■ Problem details: Every entry here needs to be repeated exactly.

■ Input rows:
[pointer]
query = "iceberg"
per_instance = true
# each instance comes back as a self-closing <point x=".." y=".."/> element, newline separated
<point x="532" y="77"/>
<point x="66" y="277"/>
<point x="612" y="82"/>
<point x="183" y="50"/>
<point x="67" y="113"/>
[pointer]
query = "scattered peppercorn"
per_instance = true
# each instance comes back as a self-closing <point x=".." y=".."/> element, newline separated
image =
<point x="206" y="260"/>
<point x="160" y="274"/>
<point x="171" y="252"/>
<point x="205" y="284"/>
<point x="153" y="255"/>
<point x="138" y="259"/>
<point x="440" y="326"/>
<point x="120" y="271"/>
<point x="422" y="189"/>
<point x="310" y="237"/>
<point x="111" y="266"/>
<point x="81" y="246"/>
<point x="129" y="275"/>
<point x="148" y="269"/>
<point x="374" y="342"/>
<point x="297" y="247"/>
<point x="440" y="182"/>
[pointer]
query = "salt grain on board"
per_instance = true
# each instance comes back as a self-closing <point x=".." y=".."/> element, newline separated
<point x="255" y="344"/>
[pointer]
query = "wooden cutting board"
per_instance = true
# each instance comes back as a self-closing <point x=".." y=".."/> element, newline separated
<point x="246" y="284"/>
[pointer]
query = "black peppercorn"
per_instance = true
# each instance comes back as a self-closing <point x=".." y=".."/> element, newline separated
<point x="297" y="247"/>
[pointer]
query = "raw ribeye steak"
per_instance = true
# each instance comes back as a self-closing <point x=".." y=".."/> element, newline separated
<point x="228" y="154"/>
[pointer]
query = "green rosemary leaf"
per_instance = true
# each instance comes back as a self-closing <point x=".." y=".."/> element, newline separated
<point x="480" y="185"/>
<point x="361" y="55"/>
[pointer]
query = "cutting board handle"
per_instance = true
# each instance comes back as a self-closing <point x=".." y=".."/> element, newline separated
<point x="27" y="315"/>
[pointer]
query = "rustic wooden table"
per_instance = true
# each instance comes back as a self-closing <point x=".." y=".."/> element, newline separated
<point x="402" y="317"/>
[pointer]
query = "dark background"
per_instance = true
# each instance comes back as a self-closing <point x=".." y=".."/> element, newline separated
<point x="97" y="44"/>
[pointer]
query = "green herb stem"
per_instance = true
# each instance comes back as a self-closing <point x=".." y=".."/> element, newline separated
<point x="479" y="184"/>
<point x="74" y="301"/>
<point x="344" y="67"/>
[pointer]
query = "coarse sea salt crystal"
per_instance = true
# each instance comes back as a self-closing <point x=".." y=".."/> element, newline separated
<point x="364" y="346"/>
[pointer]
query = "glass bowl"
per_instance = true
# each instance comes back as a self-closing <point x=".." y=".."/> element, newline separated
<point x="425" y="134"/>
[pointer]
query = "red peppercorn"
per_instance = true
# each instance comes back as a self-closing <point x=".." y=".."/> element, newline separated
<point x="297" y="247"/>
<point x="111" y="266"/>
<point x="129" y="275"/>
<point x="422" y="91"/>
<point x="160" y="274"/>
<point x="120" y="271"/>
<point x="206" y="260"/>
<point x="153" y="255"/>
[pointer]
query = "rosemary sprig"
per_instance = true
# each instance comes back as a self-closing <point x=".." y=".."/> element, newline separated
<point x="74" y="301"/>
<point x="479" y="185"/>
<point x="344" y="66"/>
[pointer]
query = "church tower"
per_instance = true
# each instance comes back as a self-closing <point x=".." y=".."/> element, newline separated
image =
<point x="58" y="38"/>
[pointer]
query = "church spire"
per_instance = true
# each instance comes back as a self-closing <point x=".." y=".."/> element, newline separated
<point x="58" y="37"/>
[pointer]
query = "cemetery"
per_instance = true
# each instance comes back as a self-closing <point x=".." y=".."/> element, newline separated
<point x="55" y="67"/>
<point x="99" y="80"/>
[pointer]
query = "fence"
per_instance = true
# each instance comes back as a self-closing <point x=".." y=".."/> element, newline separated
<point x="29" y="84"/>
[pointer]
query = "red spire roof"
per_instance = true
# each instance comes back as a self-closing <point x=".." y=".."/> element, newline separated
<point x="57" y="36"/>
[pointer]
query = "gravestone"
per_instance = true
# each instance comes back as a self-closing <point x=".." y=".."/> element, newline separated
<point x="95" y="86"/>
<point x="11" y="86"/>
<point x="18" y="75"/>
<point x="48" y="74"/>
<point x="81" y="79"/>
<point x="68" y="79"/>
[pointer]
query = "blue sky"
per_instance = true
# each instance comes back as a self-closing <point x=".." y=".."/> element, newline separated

■ Correct result:
[pointer]
query = "iceberg"
per_instance = true
# each instance comes back as a self-closing <point x=".." y=".."/> element, newline separated
<point x="532" y="77"/>
<point x="66" y="277"/>
<point x="612" y="82"/>
<point x="183" y="50"/>
<point x="67" y="113"/>
[pointer]
query = "scattered peppercorn"
per_instance = true
# each instance comes back as a self-closing <point x=".." y=".."/> element, newline separated
image =
<point x="206" y="260"/>
<point x="160" y="274"/>
<point x="171" y="252"/>
<point x="205" y="284"/>
<point x="153" y="255"/>
<point x="138" y="259"/>
<point x="440" y="326"/>
<point x="120" y="271"/>
<point x="422" y="189"/>
<point x="310" y="237"/>
<point x="111" y="266"/>
<point x="81" y="246"/>
<point x="129" y="275"/>
<point x="148" y="269"/>
<point x="374" y="342"/>
<point x="297" y="247"/>
<point x="440" y="182"/>
[pointer]
query = "salt grain on board"
per_instance = true
# each instance comes back as a self-closing <point x=".." y=".."/> element, newline separated
<point x="255" y="344"/>
[pointer]
query = "wooden cutting board"
per_instance = true
# each instance comes back as a self-closing <point x=".." y=".."/> element, newline separated
<point x="246" y="284"/>
[pointer]
query = "black peppercorn"
per_instance = true
# each instance comes back as a self-closing <point x=".." y=".."/> element, newline separated
<point x="297" y="247"/>
[pointer]
query = "raw ribeye steak"
per_instance = true
# each instance comes back as a self-closing <point x=".." y=".."/> element, newline separated
<point x="228" y="154"/>
[pointer]
query = "green rosemary leaf"
per_instance = true
# each instance comes back as a self-closing <point x=".." y=".."/> element, newline separated
<point x="480" y="185"/>
<point x="361" y="55"/>
[pointer]
query = "cutting board handle"
per_instance = true
# each instance comes back as a self-closing <point x=".." y=".."/> element, newline separated
<point x="27" y="315"/>
[pointer]
query = "rustic wooden table"
per_instance = true
# each instance comes back as a self-closing <point x=".." y=".."/> element, newline separated
<point x="402" y="317"/>
[pointer]
query = "dark background"
per_instance = true
# each instance comes back as a self-closing <point x=".." y=".."/> element, newline separated
<point x="97" y="44"/>
[pointer]
query = "green herb stem"
per_instance = true
# each instance comes back as a self-closing <point x=".." y=".."/> element, newline separated
<point x="479" y="184"/>
<point x="74" y="301"/>
<point x="344" y="67"/>
[pointer]
query = "coarse sea salt crystal"
per_instance = true
# each instance comes back as a self-closing <point x=".." y=".."/> element, newline separated
<point x="364" y="346"/>
[pointer]
query = "glass bowl"
per_instance = true
# each instance comes back as a self-closing <point x=".." y=".."/> element, newline separated
<point x="425" y="134"/>
[pointer]
query = "red peppercorn"
per_instance = true
# each instance comes back as a self-closing <point x=".." y=".."/> element, newline separated
<point x="297" y="247"/>
<point x="111" y="266"/>
<point x="129" y="275"/>
<point x="422" y="91"/>
<point x="160" y="274"/>
<point x="120" y="271"/>
<point x="206" y="260"/>
<point x="153" y="255"/>
[pointer]
query = "rosemary sprig"
per_instance = true
# each instance comes back as a self-closing <point x=".." y=".."/> element, newline separated
<point x="74" y="301"/>
<point x="479" y="185"/>
<point x="344" y="66"/>
[pointer]
query = "church tower"
per_instance = true
# each instance comes back as a self-closing <point x=".." y=".."/> element, newline separated
image =
<point x="58" y="38"/>
[pointer]
query = "church spire"
per_instance = true
# each instance comes back as a self-closing <point x=".." y=".."/> element, newline separated
<point x="58" y="37"/>
[pointer]
query = "cemetery"
per_instance = true
# each instance comes back as a self-closing <point x=".." y=".."/> element, newline separated
<point x="55" y="67"/>
<point x="99" y="80"/>
[pointer]
query = "fence"
per_instance = true
# each instance comes back as a self-closing <point x=".." y=".."/> element, newline separated
<point x="29" y="84"/>
[pointer]
query = "red spire roof"
per_instance = true
# each instance comes back as a self-closing <point x=".." y=".."/> element, newline separated
<point x="57" y="36"/>
[pointer]
query = "gravestone"
per_instance = true
# each instance comes back as a self-closing <point x=".." y=".."/> element, newline separated
<point x="95" y="86"/>
<point x="11" y="86"/>
<point x="18" y="75"/>
<point x="48" y="74"/>
<point x="81" y="79"/>
<point x="68" y="79"/>
[pointer]
query = "blue sky"
per_instance = true
# each instance comes back as a self-closing <point x=".." y=".."/> element, newline separated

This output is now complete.